### ACTIVITY 1
Rewrite the passage of the QSAR abstract that opens with the words containing "combination of the" and closes with "biased and non-redundant.", putting "countable" in place of "discrete".
### ACTIVITY 2
Translate this sentence from the QSAR abstract into Spanish: "The non-redundancy means that a structure will almost never appear twice in any “real world” data set."

### DOCUMENT SECTION
***
Non-parametric
Methods for Identifying the Robust QSAR Models
The
vast majority of Quantitative Structure-Activity Relationship
(QSAR) models employed in pharmaceutical and agrochemical
discovery and development are based on some subset of the
(very large) number of numerical descriptors available.
Unfortunately, the datasets of interest share some problematic
attributes. Firstly, the descriptors used are indirect to
a greater or lesser degree, so that the “true”
independent variables behind the model are latent –
i.e., they are approximated by some linear (or nonlinear)
combination of the descriptors at hand. Secondly, the descriptors
used are usually intrinsically interdependent in a statistical
sense, though that interdependence may be of rather complex
form, especially if those descriptors have been pre-selected
or constructed to not be linearly correlated.
Secondly, the underlying “universe” of chemical
structures is inherently discrete, biased and non-redundant.
The non-redundancy means that a structure will almost never
appear twice in any “real world” data set. The
bias reflects the fact that the likelihood of any particular
structure appearing in a training set is dependent on the
other structures in that training set – something
that might be called the “chemical series problem.”
In classical parametric perturbation analysis, a small amount
of IID (independent identically distributed) noise is added
to each parameter in turn, and the response of the model
performance to that noise is monitored. Unfortunately, the
data structure characteristics cited above combine to make
this approach more or less unsuitable for most QSAR models.
Alternative nonparametric perturbation methods – i.e.,
methods that make no assumptions about the underlying intercorrelation
structure of the data – will be described. These include
applications in descriptor space (molecular holograms (HQSAR)
and comparative molecular field analysis (CoMFA)) as well
as the more broadly applicable response-space method known
as progressive scrambling.
***
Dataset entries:

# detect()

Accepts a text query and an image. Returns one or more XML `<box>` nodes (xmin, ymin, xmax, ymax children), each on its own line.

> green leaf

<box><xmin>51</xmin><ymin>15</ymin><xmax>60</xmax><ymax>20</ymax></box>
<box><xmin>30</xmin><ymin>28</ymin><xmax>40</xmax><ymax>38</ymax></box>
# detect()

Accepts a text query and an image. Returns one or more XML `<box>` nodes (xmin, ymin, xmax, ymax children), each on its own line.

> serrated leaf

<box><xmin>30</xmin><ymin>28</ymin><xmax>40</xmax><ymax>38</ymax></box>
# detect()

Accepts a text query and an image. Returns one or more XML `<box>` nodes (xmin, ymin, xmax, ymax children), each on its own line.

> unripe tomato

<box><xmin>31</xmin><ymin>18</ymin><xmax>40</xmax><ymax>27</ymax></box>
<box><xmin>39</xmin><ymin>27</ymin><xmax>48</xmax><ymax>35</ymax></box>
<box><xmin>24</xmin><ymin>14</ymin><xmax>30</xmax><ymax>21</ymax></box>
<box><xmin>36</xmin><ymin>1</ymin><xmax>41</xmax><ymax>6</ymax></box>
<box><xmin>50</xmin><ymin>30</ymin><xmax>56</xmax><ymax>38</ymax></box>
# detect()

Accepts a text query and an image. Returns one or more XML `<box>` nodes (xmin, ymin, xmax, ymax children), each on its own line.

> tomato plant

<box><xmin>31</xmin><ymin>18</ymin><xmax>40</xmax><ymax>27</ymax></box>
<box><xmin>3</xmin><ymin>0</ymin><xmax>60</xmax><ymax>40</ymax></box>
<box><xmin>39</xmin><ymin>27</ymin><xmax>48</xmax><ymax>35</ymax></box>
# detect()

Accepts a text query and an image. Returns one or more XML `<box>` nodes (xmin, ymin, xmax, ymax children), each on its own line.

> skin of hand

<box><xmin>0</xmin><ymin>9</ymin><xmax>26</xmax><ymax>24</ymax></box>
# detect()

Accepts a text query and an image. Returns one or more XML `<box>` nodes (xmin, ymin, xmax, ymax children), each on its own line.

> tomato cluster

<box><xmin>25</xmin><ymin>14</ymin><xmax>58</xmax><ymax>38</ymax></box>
***
### ANSWER 1
combination of the descriptors at hand. Secondly, the descriptors
used are usually intrinsically interdependent in a statistical
sense, though that interdependence may be of rather complex
form, especially if those descriptors have been pre-selected
or constructed to not be linearly correlated.
Secondly, the underlying “universe” of chemical
structures is inherently countable, biased and non-redundant.

### ANSWER 2
La no redundancia significa que una estructura casi nunca aparecerá dos veces en ningún conjunto de datos del “mundo real”.